■ **Document passage**:
"""

0

I am trying to split a pdf document through org.apache.pdfbox.multipdf.Splitter and need to perform certain file operations on this single page PDDocument,

How can I convert PDDocument to File Object in java?

Shabbir Dhangot
  • 8,954
  • 10
  • 58
  • 80
Chirayu Desai
  • 31
  • 1
  • 8

2 Answers2

1

Very simple. I am using 1.8.16

    try {
        PDDocument document = PDDocument.load(new File(filename));


        // do what ever you want
        document.save(newfilename);



    } catch (IOException | BadSecurityHandlerException | CryptographyException e) {         
        e.printStackTrace();
    }
    finally {
        if(document != null )

"""

(A set of records)
"""

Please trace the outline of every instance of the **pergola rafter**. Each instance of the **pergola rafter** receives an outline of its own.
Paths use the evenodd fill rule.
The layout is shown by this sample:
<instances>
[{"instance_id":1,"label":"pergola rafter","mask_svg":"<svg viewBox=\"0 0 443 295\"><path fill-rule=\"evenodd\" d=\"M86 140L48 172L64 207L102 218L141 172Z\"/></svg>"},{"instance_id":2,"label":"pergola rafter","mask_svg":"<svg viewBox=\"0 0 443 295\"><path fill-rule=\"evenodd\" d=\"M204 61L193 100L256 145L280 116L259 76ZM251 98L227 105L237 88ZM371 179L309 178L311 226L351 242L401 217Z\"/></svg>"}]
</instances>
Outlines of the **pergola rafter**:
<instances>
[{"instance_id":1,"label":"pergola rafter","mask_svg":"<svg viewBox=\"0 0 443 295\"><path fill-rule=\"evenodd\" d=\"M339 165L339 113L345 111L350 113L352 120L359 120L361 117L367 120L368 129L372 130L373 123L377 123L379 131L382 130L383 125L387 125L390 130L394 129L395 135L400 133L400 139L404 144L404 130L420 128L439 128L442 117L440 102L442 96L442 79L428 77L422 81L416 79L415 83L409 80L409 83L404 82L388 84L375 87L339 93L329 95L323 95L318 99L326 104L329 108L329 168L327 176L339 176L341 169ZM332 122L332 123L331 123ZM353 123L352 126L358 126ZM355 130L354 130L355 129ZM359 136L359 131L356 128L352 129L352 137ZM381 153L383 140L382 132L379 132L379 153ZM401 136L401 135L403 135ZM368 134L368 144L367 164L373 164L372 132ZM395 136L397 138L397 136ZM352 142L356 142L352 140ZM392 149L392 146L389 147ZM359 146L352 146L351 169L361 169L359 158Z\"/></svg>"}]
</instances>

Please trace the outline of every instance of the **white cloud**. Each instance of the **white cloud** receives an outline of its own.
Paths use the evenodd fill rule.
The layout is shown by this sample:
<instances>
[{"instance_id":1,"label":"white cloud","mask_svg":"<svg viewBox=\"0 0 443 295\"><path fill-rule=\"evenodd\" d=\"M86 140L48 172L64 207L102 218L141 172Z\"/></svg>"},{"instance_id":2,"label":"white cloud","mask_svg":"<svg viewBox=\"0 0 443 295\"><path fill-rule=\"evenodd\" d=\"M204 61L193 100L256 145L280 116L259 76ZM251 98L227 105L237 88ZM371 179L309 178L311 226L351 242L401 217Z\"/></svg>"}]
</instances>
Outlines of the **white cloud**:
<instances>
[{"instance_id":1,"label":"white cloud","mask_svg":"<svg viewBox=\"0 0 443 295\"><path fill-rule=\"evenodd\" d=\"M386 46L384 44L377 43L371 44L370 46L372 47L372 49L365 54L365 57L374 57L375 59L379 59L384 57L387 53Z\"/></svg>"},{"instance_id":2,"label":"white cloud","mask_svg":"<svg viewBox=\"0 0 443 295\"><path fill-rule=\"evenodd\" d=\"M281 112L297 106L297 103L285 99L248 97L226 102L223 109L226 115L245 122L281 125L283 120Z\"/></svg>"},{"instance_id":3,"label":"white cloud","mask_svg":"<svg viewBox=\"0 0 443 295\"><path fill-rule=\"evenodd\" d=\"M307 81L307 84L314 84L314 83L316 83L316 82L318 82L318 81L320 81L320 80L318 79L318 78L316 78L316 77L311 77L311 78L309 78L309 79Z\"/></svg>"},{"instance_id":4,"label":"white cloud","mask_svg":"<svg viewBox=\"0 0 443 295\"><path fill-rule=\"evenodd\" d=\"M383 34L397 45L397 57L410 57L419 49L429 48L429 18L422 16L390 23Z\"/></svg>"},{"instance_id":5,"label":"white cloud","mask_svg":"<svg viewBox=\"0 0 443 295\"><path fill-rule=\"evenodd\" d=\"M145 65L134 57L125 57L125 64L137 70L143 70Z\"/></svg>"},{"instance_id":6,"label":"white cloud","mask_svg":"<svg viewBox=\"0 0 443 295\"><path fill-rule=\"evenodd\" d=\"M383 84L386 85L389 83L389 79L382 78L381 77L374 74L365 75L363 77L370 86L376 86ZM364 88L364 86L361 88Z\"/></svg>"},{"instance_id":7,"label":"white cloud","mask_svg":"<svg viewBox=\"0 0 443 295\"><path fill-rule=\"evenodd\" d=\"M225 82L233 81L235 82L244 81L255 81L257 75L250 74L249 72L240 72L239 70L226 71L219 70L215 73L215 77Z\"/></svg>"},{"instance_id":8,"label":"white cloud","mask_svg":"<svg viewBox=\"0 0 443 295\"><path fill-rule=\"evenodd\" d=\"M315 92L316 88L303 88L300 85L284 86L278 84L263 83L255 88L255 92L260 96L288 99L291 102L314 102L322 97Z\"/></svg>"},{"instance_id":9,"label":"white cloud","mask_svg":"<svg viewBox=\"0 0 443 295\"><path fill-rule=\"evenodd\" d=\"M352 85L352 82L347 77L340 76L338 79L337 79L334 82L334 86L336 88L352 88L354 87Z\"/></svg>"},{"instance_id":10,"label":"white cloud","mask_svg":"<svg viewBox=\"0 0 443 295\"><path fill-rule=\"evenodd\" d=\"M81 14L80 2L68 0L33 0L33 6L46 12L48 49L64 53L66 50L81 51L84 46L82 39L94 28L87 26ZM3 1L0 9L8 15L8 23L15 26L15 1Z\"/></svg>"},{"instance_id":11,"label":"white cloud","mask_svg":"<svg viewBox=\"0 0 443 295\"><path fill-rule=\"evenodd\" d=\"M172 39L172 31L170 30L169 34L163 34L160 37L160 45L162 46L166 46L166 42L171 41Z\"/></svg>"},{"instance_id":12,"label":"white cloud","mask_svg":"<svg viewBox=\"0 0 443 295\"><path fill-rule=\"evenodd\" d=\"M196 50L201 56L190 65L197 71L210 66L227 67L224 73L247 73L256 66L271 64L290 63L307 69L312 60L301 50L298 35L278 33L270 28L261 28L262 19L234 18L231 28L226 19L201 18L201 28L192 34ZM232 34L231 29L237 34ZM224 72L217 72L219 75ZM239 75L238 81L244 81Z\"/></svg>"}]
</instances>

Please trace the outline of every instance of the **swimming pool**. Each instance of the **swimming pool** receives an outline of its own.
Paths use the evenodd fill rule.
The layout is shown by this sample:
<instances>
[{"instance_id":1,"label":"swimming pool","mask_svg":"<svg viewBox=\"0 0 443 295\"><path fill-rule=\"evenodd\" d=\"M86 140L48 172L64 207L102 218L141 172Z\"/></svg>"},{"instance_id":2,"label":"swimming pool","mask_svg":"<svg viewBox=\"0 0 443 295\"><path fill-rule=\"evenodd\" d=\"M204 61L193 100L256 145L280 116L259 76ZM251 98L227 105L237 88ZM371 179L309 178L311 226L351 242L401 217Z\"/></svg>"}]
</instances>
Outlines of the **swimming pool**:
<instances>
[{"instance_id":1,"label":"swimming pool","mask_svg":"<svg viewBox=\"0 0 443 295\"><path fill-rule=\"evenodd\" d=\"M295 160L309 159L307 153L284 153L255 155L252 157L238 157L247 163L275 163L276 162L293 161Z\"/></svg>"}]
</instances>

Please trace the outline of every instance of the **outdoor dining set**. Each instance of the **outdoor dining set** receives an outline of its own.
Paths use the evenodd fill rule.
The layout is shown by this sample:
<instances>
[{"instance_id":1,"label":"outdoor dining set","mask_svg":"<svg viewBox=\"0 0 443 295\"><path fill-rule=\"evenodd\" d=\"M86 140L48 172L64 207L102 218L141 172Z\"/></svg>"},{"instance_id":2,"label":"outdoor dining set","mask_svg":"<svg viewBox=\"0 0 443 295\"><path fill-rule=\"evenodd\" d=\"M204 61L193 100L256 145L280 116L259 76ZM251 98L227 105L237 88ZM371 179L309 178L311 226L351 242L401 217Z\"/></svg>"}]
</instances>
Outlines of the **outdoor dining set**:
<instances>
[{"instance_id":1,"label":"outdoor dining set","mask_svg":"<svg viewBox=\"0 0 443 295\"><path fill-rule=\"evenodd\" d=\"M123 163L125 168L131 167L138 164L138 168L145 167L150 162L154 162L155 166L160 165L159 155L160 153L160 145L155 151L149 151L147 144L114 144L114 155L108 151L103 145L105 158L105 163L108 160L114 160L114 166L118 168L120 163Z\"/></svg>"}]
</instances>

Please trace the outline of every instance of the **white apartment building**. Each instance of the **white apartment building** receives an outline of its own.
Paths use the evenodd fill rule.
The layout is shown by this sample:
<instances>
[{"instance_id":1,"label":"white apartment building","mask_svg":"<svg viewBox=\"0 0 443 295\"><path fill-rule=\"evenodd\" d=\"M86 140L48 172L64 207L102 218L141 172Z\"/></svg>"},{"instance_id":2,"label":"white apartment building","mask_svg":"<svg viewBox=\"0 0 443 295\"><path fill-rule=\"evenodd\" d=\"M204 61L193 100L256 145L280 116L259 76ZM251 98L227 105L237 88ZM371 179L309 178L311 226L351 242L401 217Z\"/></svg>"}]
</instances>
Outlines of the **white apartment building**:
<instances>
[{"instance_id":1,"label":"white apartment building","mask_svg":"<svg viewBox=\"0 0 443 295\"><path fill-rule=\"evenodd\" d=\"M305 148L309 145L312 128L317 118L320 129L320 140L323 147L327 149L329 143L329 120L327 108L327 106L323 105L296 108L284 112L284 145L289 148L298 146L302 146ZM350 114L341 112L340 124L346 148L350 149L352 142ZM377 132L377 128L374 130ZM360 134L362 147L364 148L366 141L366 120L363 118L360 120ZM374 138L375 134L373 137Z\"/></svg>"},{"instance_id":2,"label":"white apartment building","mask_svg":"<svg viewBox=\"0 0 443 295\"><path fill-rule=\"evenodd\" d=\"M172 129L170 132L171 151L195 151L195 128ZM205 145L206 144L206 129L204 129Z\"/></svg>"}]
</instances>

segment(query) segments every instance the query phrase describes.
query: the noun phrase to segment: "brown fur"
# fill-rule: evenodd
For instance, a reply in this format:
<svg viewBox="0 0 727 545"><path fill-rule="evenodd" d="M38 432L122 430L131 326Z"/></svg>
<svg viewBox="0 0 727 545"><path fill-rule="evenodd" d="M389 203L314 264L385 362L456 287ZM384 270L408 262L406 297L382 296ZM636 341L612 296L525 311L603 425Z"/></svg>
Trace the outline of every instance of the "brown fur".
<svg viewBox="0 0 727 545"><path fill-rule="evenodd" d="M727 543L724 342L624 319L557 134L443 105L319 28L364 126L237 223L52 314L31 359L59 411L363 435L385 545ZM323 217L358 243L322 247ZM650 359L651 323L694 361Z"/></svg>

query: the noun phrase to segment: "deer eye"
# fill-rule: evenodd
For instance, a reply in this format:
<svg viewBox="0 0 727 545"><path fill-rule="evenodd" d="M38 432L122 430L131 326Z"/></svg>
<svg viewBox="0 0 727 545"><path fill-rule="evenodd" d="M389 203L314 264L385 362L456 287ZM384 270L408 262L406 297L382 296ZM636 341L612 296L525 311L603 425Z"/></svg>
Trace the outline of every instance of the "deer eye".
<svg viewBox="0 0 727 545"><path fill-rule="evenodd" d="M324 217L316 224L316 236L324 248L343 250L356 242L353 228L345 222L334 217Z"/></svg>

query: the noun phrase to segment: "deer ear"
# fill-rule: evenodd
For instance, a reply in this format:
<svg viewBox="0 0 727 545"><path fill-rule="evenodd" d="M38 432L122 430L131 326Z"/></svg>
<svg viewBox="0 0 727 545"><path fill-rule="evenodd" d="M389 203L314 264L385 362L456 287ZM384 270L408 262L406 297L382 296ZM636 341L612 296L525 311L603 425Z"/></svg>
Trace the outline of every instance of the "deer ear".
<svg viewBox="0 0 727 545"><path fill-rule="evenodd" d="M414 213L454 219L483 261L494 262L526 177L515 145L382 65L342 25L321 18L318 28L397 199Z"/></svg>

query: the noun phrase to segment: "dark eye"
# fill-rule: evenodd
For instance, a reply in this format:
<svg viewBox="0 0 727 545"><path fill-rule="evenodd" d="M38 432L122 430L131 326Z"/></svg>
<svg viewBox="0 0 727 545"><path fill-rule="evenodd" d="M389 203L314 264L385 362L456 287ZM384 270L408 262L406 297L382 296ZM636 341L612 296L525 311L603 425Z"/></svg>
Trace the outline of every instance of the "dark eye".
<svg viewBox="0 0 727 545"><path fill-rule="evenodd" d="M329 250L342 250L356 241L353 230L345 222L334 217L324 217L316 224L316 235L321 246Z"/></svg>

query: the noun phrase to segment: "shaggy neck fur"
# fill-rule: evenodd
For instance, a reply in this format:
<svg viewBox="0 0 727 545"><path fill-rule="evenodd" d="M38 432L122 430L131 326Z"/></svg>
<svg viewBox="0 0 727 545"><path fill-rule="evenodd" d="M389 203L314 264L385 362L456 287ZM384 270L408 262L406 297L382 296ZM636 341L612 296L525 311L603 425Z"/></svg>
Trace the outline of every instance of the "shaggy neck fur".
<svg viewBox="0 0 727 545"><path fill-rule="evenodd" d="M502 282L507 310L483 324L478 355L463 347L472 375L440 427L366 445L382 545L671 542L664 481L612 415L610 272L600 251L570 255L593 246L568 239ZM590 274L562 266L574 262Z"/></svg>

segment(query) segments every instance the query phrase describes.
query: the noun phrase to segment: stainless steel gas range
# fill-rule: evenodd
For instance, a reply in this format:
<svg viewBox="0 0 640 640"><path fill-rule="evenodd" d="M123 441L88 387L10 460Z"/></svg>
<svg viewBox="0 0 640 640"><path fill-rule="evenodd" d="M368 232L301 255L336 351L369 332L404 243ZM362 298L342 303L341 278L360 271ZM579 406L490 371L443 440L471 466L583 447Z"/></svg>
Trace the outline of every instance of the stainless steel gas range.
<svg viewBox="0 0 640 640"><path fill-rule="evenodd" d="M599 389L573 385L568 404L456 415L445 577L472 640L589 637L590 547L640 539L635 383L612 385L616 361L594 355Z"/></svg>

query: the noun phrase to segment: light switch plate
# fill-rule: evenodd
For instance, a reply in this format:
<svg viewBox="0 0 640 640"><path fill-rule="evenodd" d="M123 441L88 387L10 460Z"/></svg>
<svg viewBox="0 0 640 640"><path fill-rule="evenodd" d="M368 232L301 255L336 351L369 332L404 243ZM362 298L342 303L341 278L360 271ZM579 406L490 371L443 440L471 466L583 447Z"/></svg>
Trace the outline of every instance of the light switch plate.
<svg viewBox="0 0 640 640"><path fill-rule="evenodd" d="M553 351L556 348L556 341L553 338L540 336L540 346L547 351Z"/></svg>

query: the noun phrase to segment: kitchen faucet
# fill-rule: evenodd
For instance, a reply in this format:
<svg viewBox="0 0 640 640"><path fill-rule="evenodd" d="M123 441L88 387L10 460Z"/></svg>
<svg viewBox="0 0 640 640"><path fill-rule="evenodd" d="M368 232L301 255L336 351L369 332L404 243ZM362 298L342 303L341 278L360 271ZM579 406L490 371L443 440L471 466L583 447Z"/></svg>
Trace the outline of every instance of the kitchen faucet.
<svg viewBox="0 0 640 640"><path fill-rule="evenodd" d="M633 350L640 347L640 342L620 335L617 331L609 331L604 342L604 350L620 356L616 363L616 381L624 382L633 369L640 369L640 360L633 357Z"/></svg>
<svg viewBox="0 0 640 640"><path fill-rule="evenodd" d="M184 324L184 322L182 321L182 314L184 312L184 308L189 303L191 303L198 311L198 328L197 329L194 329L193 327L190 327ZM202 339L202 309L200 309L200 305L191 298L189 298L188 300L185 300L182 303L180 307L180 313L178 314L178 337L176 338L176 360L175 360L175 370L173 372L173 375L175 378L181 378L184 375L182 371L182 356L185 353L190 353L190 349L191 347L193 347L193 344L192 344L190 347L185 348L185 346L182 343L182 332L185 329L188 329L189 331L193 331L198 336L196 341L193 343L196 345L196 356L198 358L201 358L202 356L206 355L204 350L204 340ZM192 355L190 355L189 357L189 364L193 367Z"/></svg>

"""

■ **Your tasks**:
1. Answer these about the PDFBox thread:
(a) Which class is the asker using to split the PDF?
(b) Which version does the answerer say they are using?
(c) Which exceptions does the answer's catch block list?
2. Carry the PDFBox thread forward from the point where its text stops.
None of the records are needed for this work.

■ **Responses to the tasks**:
1.
(a) org.apache.pdfbox.multipdf.Splitter
(b) 1.8.16
(c) IOException, BadSecurityHandlerException and CryptographyException

2.
            try {
                document.close();
            } catch (IOException e) {
                // TODO Auto-generated catch block
            e.printStackTrace();
        }
        //return tmpFile != null ? tmpFile.getAbsolutePath() : null;
        return tmpFilename;
    }
jprism
  • 3,239
  • 3
  • 40
  • 56
  • The OP indirectly has indicated that he uses a 2.x version (the `Splitter` class has been moved to the `org.apache.pdfbox.multipdf` package not before 2.0). Thus, version 1.8.16 references are not really helpful for him. – mkl Oct 18 '18 at 04:54
0

with Apache commons

   InputStream is = null
    try {
     PDDocument document = PDDocument.load(filePath);
     File targetFile = new File("nameoffile.pdf");
     PDStream ps = new PDStream(document);
     is = ps.createInputStream();
     FileUtils.copyInputStreamToFile(is, targetFile);
    } catch (IOException io) {} finally {
     if (is != null)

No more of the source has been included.